Knowbotic Research is a German-Swiss electronic art group, established in 1991. Its members are Yvonne Wilhelm, Christian Hübler and Alexander Tuchacek. They hold a professorship for Art and Media at the University of the Arts in Zurich.

History

Yvonne Wilhelm (born 1962), Christian Huebler (born 1962), Alexander Tuchacek (born 1962) are based in Zurich Switzerland.

The Knowbotic Research group has experimented with the intersection of technology, information and knowledge, interface, immersive virtual reality and networked agency. In their work Simulation Mosaik Data Klaenge from 1993, they experimented with so called intelligent agent, applications which can conglomerate diaphanous information by themselves (also called knowbots) and intelligent virtual spaces (flexible information-environments distributed in electronic networks). Knowbotic Research KR+cF has regularly invited people from non-art fields to participate in their projects, such as scientists, philosophers and engineers, depending on the concept of each project. In partnership with the Academy of Media Arts Cologne, Knowbotic Research KR+cF has founded Membrane, a laboratory for media strategies, in 1995. In their more recent work, they created media-based projects that try to intervene in the (physical or digital) public domain.

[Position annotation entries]
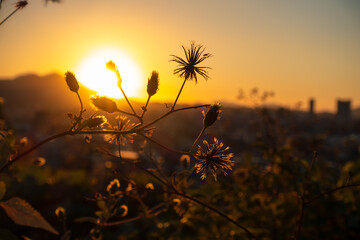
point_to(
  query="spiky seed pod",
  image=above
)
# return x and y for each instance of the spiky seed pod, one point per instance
(153, 83)
(212, 115)
(95, 121)
(71, 81)
(104, 104)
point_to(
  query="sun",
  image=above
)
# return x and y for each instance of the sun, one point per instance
(92, 73)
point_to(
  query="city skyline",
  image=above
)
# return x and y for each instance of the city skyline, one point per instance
(298, 50)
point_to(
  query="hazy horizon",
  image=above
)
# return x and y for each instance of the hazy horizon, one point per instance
(299, 50)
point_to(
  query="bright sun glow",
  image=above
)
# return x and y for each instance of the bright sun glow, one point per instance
(92, 73)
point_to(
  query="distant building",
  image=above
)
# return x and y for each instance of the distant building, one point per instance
(344, 109)
(312, 106)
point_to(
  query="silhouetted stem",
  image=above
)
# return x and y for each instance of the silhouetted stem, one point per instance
(157, 143)
(9, 16)
(9, 163)
(182, 86)
(193, 199)
(298, 233)
(132, 219)
(302, 197)
(197, 139)
(218, 212)
(81, 105)
(21, 155)
(331, 191)
(127, 100)
(173, 111)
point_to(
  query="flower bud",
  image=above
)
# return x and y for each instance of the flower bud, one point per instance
(113, 187)
(153, 83)
(111, 66)
(104, 104)
(60, 212)
(212, 115)
(71, 81)
(95, 121)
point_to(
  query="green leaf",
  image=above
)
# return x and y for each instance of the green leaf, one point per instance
(2, 189)
(6, 234)
(22, 213)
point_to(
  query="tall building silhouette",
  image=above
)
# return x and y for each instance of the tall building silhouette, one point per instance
(311, 106)
(344, 109)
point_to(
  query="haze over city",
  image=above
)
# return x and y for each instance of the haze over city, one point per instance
(297, 49)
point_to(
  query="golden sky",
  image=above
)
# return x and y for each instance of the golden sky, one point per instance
(298, 49)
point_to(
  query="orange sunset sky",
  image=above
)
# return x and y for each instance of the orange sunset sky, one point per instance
(298, 49)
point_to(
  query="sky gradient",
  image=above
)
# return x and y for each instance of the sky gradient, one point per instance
(298, 49)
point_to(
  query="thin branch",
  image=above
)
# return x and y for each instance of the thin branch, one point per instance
(161, 145)
(9, 163)
(182, 86)
(127, 100)
(145, 108)
(62, 134)
(197, 139)
(302, 197)
(331, 191)
(173, 111)
(9, 16)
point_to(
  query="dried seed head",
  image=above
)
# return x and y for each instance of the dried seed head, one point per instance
(95, 121)
(21, 4)
(104, 104)
(212, 115)
(213, 159)
(71, 81)
(111, 66)
(153, 83)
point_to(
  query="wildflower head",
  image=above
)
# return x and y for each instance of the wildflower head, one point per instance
(111, 66)
(212, 115)
(113, 187)
(153, 83)
(188, 68)
(21, 4)
(122, 124)
(104, 104)
(213, 159)
(71, 81)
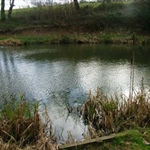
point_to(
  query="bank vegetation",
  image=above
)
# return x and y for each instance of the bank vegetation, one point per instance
(94, 22)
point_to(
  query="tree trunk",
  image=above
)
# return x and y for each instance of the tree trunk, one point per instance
(76, 4)
(3, 17)
(10, 8)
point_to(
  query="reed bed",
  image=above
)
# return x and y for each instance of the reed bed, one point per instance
(21, 128)
(110, 114)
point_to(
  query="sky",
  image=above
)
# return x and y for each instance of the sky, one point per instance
(19, 4)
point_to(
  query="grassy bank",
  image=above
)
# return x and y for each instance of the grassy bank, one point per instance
(21, 128)
(137, 139)
(119, 23)
(64, 37)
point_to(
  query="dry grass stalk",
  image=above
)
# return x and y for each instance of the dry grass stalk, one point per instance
(22, 128)
(113, 114)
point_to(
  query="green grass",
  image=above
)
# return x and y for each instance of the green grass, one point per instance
(133, 140)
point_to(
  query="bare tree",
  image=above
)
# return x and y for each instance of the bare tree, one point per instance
(11, 2)
(76, 4)
(3, 16)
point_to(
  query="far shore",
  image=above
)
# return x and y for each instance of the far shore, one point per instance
(44, 35)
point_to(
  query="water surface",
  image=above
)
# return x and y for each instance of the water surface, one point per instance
(62, 76)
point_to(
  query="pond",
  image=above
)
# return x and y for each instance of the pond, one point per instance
(61, 77)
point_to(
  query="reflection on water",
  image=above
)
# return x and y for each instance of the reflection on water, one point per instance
(61, 76)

*What is asked:*
1 > Answer these questions from the passage on Knowbotic Research:
(a) In what year was the group established?
(b) What laboratory did the group found in partnership with the Academy of Media Arts Cologne?
(c) Which 1993 work did the group use to experiment with intelligent agents?
2 > Repeat the stretch of the passage on Knowbotic Research from "Knowbotic Research is" through "in Zurich Switzerland.".
3 > According to the passage on Knowbotic Research, what kinds of people from non-art fields has the group invited to participate in its projects? List all of them.

*Worked solutions:*
1 >
(a) 1991
(b) Membrane, a laboratory for media strategies
(c) Simulation Mosaik Data Klaenge

2 >
Knowbotic Research is a German-Swiss electronic art group, established in 1991. Its members are Yvonne Wilhelm, Christian Hübler and Alexander Tuchacek. They hold a professorship for Art and Media at the University of the Arts in Zurich.

History

Yvonne Wilhelm (born 1962), Christian Huebler (born 1962), Alexander Tuchacek (born 1962) are based in Zurich Switzerland.

3 >
- Scientists
- Philosophers
- Engineers